> Selection:
In the humble environs of Kalam’s boyhood, books were a scarce commodity. He often visited the home of STR Manickam, a former militant nationalist, to borrow books. Manickam encouraged Kalam to read all he could from Manickam’s personal library, which was sizeable by local standards.
The Second World War broke out in 1939, when Kalam was eight years old. There was a sudden demand for tamarind seeds in the market, and Kalam would collect the seeds and sell them to a provision store which earned him a princely sum of one anna. Kalam also worked for his first cousin Samsuddin, a person who he describes to have greatly influenced his boyhood. He was the sole distributor for newspapers in the 1000-strong literate population of Rameswaran. When India was forced to join the Allied Forces and something like a state of emergency was declared, it led to suspension of the train halt at Rameswaran station. Newspapers now had to be bundled and thrown out of the moving train, which forced Samsuddin to look for a helping hand to catch the bundles. Kalam filled this slot and thus earned his first wages. As he quotes in Wings of Fire, “Half a century later, I can still feel the surge of pride in earning my own money for the first time.”

> Supplied data:

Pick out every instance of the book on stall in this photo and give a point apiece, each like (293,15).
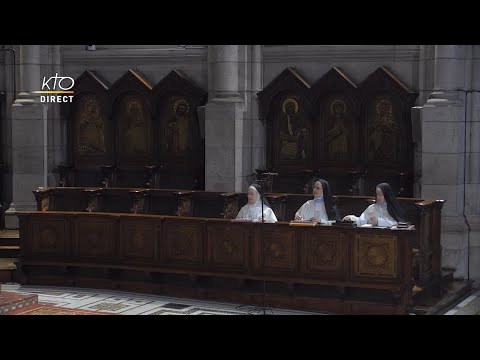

> Required work:
Copy the passage on Kalam's boyhood word for word, starting at the words "In the humble" and stopping after "by local standards.". The material comes from a source unrelated to the passage on Kalam's boyhood.

> Result below:
In the humble environs of Kalam’s boyhood, books were a scarce commodity. He often visited the home of STR Manickam, a former militant nationalist, to borrow books. Manickam encouraged Kalam to read all he could from Manickam’s personal library, which was sizeable by local standards.